■ ACTIVITY: Your task is to find every line of the data that holds the string "white" and copy it.

· · · · ·

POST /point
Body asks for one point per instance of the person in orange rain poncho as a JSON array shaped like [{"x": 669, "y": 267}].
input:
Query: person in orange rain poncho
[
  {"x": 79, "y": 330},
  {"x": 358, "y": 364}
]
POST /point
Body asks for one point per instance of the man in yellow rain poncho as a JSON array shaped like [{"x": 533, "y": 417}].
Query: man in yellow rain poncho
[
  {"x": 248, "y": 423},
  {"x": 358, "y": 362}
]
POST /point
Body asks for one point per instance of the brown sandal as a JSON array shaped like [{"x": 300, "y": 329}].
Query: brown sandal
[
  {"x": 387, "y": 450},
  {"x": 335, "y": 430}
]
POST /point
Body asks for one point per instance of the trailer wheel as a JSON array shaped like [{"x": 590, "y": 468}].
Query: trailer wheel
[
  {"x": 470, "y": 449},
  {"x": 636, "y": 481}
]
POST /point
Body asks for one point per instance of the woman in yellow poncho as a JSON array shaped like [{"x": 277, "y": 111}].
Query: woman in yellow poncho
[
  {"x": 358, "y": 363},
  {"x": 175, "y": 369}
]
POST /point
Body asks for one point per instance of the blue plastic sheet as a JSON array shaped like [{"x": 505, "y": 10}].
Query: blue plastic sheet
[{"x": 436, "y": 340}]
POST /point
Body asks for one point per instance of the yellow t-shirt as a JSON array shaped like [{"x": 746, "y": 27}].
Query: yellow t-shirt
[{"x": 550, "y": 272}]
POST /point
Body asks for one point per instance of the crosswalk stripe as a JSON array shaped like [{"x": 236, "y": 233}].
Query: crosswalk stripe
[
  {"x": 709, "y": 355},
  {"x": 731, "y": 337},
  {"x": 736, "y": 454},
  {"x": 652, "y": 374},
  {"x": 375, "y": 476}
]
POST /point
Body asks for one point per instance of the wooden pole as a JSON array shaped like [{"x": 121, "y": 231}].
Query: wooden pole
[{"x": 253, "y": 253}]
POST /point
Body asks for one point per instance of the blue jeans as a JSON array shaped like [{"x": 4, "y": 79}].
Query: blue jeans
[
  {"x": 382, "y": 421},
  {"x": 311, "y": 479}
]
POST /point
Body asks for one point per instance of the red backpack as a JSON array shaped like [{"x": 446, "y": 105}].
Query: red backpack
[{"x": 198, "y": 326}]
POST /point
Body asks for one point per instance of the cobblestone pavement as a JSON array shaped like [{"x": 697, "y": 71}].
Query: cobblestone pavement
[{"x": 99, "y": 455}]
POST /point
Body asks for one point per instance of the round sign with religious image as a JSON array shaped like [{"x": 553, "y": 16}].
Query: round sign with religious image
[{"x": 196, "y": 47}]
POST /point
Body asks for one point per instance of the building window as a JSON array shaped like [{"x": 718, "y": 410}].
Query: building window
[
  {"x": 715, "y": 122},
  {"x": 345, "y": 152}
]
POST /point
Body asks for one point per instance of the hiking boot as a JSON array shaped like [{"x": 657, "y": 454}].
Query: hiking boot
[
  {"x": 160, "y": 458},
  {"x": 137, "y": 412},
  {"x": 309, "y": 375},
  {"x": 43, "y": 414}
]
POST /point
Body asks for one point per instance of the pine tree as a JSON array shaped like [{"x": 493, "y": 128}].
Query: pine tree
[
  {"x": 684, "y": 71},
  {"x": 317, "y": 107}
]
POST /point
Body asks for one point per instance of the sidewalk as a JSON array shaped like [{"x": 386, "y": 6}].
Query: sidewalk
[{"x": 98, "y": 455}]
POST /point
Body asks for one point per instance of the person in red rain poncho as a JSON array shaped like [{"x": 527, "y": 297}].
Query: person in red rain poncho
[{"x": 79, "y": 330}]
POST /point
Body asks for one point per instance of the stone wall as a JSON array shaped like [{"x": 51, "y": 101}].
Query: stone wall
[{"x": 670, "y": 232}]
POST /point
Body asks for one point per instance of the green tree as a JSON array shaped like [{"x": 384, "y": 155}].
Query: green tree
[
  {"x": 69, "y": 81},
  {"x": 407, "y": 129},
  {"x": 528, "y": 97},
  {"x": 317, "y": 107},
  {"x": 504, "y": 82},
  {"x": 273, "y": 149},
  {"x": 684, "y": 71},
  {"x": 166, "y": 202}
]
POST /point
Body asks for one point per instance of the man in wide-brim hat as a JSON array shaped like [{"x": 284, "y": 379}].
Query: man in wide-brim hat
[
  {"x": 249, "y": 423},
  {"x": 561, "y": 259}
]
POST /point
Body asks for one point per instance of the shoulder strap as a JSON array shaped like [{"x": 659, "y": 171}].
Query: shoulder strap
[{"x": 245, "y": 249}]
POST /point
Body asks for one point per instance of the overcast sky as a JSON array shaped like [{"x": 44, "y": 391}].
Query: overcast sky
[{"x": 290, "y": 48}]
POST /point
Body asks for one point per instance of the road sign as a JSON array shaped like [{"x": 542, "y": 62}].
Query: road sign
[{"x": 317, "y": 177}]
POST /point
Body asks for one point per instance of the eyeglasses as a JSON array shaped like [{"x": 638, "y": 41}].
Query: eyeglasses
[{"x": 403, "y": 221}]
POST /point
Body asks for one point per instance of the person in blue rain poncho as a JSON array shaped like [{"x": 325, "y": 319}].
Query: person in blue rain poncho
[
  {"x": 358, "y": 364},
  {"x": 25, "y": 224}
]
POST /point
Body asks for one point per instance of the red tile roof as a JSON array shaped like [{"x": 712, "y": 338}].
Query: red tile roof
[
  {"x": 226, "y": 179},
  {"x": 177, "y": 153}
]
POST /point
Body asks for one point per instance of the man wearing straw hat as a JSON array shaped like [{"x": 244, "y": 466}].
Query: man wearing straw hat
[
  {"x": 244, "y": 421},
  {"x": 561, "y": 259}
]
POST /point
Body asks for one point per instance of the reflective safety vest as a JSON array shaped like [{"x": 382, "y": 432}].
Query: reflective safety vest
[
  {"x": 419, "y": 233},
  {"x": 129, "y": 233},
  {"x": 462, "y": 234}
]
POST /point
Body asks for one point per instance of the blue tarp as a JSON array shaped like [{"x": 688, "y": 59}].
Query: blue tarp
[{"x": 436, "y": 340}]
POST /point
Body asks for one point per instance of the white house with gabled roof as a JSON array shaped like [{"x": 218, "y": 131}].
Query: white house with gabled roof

· · · · ·

■ OUTPUT OF THE TASK:
Body asks for one point per instance of the white house with gabled roof as a JSON array shaped like [{"x": 218, "y": 131}].
Query: white house with gabled roof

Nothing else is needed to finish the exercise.